# SHORT EXERCISE
Copy all the entries word for word, but omit the pictures.

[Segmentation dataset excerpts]

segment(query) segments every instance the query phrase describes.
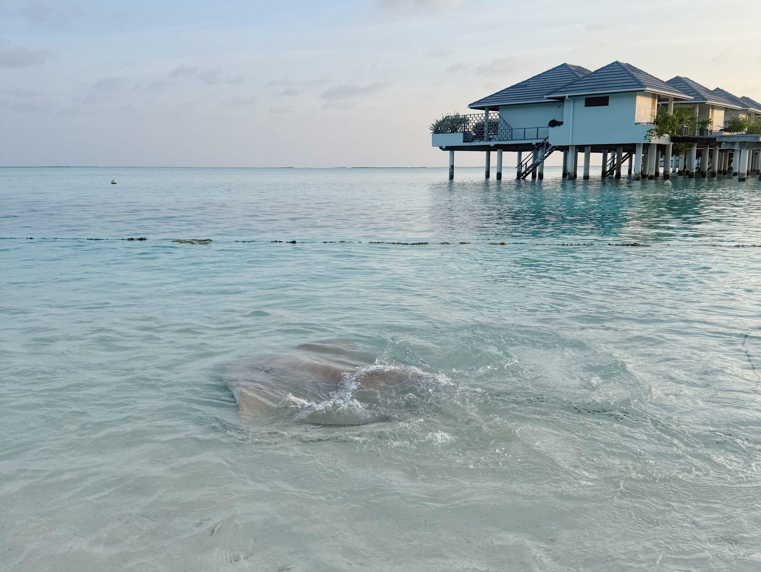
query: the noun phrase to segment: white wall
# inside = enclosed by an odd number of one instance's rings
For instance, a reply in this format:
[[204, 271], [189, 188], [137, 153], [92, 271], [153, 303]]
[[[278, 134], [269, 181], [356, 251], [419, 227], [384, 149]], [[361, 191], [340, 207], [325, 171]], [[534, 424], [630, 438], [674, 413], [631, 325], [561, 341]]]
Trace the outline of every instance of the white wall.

# TASK ANSWER
segment(query) segments every instance the query phrase describes.
query: the noun phrase to segment: white wall
# inside = enclosed by an odd number of one instance's rings
For instance, a reply in this format:
[[204, 271], [189, 188], [137, 153], [92, 271], [153, 303]]
[[[278, 134], [269, 181], [356, 251], [419, 227], [384, 149]], [[361, 191], [340, 207], [325, 171]], [[534, 424], [630, 438], [674, 413], [631, 325], [561, 341]]]
Trace the outline of every instance of the white wall.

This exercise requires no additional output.